→ **Short problem**
Copy the lines from the start of the records through the line that contains "left=0, top=0, right=300, bottom=256", replacing "green foliage background" with "leafy green backdrop" and keeping everything else the same. Leave the pictures out.

→ **Records shown**
######

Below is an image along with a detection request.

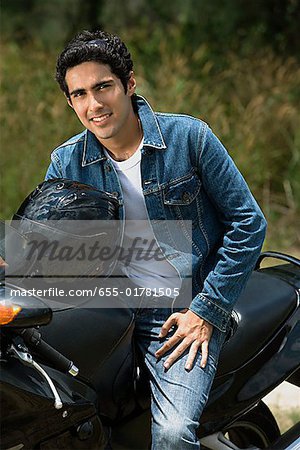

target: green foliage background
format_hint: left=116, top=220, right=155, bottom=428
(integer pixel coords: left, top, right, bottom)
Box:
left=0, top=0, right=300, bottom=256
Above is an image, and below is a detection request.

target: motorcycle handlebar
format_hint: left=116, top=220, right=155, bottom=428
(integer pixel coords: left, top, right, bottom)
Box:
left=20, top=328, right=79, bottom=377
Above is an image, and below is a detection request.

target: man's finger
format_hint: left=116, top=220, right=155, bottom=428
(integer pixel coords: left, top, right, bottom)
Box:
left=200, top=340, right=208, bottom=369
left=155, top=334, right=182, bottom=358
left=164, top=339, right=191, bottom=369
left=184, top=341, right=199, bottom=370
left=158, top=314, right=176, bottom=338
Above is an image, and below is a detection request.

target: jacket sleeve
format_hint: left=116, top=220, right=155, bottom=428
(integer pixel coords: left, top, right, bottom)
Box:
left=45, top=151, right=63, bottom=180
left=190, top=127, right=266, bottom=332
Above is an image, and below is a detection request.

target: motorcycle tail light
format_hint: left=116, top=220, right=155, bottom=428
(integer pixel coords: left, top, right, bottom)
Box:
left=0, top=302, right=22, bottom=326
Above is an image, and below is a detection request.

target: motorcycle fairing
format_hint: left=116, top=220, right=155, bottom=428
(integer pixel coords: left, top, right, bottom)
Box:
left=217, top=271, right=298, bottom=376
left=42, top=298, right=135, bottom=420
left=0, top=358, right=106, bottom=450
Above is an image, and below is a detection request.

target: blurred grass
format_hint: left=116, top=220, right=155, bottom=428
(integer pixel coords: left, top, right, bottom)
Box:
left=271, top=406, right=300, bottom=434
left=0, top=39, right=300, bottom=255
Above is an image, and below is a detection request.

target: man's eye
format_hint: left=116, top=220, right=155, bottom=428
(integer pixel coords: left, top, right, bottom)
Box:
left=98, top=83, right=110, bottom=91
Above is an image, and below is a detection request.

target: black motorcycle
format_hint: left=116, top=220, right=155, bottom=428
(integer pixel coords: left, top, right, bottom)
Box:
left=0, top=180, right=300, bottom=450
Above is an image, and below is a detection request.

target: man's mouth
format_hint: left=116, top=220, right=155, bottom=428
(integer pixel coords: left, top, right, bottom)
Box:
left=90, top=113, right=112, bottom=124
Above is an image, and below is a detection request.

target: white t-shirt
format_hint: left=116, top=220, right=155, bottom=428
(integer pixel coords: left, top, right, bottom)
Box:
left=104, top=139, right=181, bottom=297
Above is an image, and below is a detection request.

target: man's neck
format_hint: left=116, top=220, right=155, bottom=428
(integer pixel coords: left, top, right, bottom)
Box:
left=101, top=116, right=143, bottom=161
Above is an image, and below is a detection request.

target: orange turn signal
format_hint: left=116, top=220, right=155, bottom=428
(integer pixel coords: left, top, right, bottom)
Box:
left=0, top=302, right=22, bottom=326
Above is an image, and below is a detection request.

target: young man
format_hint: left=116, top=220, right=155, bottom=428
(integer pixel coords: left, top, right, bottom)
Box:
left=46, top=31, right=266, bottom=450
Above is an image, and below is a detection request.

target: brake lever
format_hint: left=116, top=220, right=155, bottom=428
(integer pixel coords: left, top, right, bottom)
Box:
left=8, top=344, right=63, bottom=409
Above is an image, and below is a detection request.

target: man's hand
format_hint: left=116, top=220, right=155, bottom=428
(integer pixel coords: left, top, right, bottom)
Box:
left=155, top=309, right=213, bottom=370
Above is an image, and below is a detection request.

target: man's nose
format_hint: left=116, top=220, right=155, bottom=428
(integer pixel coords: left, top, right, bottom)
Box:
left=89, top=93, right=104, bottom=111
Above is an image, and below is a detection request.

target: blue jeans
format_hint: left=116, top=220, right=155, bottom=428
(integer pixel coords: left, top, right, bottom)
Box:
left=134, top=298, right=225, bottom=450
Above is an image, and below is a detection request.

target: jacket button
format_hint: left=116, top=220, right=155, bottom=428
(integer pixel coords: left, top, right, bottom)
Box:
left=182, top=192, right=190, bottom=202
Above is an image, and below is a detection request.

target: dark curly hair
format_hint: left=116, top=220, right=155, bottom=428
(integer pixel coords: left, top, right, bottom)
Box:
left=55, top=30, right=133, bottom=98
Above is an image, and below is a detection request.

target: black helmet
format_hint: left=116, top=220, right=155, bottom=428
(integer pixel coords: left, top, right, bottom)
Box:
left=6, top=178, right=121, bottom=278
left=12, top=178, right=119, bottom=221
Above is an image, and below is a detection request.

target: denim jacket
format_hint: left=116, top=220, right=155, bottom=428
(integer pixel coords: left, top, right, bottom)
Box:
left=46, top=95, right=266, bottom=332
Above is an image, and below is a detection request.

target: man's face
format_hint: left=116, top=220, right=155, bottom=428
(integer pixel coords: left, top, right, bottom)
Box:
left=66, top=61, right=136, bottom=145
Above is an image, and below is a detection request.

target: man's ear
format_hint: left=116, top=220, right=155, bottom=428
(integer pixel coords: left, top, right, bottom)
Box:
left=64, top=94, right=73, bottom=109
left=127, top=70, right=136, bottom=97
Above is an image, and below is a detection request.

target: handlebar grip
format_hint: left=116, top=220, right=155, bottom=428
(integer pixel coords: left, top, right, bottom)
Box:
left=21, top=328, right=79, bottom=376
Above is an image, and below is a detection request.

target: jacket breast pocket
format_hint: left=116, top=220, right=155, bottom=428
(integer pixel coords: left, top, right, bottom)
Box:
left=163, top=174, right=201, bottom=222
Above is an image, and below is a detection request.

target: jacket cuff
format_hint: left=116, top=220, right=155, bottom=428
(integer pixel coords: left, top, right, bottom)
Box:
left=189, top=294, right=231, bottom=333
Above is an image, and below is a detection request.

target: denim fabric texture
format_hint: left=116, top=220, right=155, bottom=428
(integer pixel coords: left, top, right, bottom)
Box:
left=46, top=95, right=266, bottom=334
left=135, top=306, right=225, bottom=450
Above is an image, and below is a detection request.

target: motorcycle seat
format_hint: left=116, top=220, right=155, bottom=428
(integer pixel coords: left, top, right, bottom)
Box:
left=216, top=271, right=298, bottom=376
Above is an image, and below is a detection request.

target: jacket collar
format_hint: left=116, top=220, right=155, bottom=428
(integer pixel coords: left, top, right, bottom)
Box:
left=81, top=95, right=167, bottom=167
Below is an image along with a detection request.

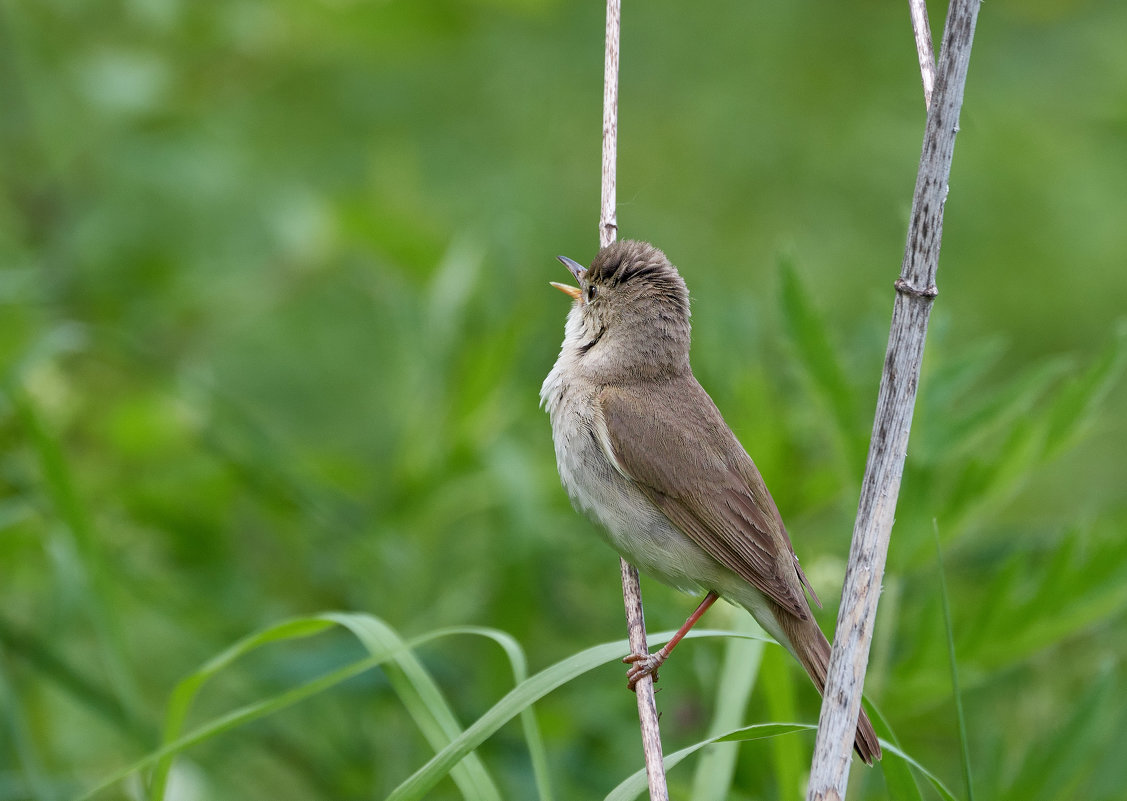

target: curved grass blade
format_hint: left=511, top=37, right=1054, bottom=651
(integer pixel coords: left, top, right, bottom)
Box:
left=388, top=630, right=765, bottom=801
left=690, top=607, right=763, bottom=801
left=605, top=723, right=817, bottom=801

######

→ **Solution to this task**
Below is an image along with a detection request.


target: leafy green backdrop
format_hint: left=116, top=220, right=155, bottom=428
(integer pixel coords: left, top, right, bottom)
Box:
left=0, top=0, right=300, bottom=256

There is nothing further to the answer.